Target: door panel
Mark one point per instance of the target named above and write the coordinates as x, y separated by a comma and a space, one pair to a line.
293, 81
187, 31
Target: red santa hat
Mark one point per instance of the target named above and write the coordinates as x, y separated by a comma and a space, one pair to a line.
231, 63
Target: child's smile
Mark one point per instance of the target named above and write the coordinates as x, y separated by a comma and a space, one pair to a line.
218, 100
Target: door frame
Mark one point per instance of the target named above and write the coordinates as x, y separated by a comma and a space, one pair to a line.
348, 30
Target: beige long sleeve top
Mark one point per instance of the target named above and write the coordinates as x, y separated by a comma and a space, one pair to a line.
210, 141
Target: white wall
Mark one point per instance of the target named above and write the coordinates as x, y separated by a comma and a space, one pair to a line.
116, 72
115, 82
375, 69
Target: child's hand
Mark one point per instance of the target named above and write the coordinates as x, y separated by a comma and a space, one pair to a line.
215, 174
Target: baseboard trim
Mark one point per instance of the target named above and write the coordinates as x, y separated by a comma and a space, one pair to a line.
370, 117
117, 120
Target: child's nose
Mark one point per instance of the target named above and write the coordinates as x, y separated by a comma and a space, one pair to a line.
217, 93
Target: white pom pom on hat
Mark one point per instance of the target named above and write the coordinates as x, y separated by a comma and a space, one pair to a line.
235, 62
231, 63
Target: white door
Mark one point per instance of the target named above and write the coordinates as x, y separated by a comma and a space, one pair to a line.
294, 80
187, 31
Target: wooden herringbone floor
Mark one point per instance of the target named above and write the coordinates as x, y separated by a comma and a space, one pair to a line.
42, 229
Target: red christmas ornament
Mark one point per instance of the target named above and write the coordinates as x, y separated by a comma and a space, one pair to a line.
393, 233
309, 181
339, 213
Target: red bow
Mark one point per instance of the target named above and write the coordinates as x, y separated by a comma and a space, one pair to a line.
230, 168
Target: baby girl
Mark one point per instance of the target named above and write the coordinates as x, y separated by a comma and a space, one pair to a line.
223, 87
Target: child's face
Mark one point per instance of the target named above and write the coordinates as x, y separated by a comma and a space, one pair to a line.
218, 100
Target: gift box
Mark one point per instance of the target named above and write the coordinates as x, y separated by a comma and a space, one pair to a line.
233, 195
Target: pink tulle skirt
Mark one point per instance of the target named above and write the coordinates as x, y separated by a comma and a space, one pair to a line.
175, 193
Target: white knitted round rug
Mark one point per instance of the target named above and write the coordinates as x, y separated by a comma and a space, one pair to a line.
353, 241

◆ Given request
Take the listing above and set it down exactly.

◆ Worked answer
Target: door panel
Mark one point per instance of the target named above and write the coordinates as x, y separated by a comma and a space, one pair to a line.
293, 81
187, 31
Target: red santa hat
Mark one point per instance of the target named above and write the coordinates as x, y separated by a comma and a space, one pair to a line.
231, 63
Target: child's smile
Mark one point per instance of the target named above and write the coordinates as x, y separated by a comma and a space, one pair to a line.
218, 100
Target: door frame
Mark one point per instance of the target named above and write the coordinates as x, y separated by a comma and a space, one pair to a line.
348, 30
Target: beige long sleeve top
Mark one point per instance of the target named above and write the coordinates as x, y separated by a comma and a space, one pair to a line.
210, 141
Target: white wall
Mark one point per instance of the target named above and write the coordinates as x, y separated by a comma and a space, one pair to a line.
116, 72
115, 82
375, 69
Target: child's hand
Mark one point per instance of the target named above and write the coordinates as x, y separated by a comma and a space, one pair to a line.
215, 174
Target: baseboard trim
Mark one point per instance of the target named above and write the coordinates as x, y separated by a comma and a space, one pair to a line.
370, 117
117, 120
Target: child's nose
Mark one point per instance of the target named above and write the coordinates as x, y separated by a comma and a space, one pair to a line.
217, 93
Target: white pom pom on hat
Mark one point per instance of the target named above and write the coordinates as x, y separated by a comma and a space, one pair to a line.
235, 62
231, 63
Target: white door
Mark one point per instance of the target named above and write the coordinates as x, y separated by a comma and a space, one pair to a line.
294, 80
187, 31
Target: wooden herringbone floor
Mark one point per instance of the target named above and write the coordinates as x, y separated by a comma and a space, one pair to a line.
42, 229
Target: red christmas ornament
Mark one point per instance of the target named above and write the coordinates as x, y separated by a comma and a space, one pair to a line.
393, 233
309, 181
339, 213
Target: red bow
Mark one point per instance of the target named above and write the coordinates as x, y separated by a comma and a space, one pair to a line.
230, 168
Target: baby girl
Mark one point per instance of the target named above and write the coordinates as x, y separated by a comma and a space, one pair to a line.
223, 87
Target: child's face
Mark one point per instance of the target named above and write the coordinates as x, y separated by a comma and a space, one pair to a line.
218, 100
Target: gift box
Mark one point per instance of the target named above and write the coordinates as x, y separated by a comma and a space, one pair to a line.
233, 195
Target: pink tulle skirt
Mark one point per instance of the target named above and write the coordinates as x, y separated by a comma and a space, one pair to a line.
175, 193
Target: white knitted round rug
Mark one point per instance of the target named above and write the coordinates as x, y separated by a comma and a space, one pair to a line.
353, 241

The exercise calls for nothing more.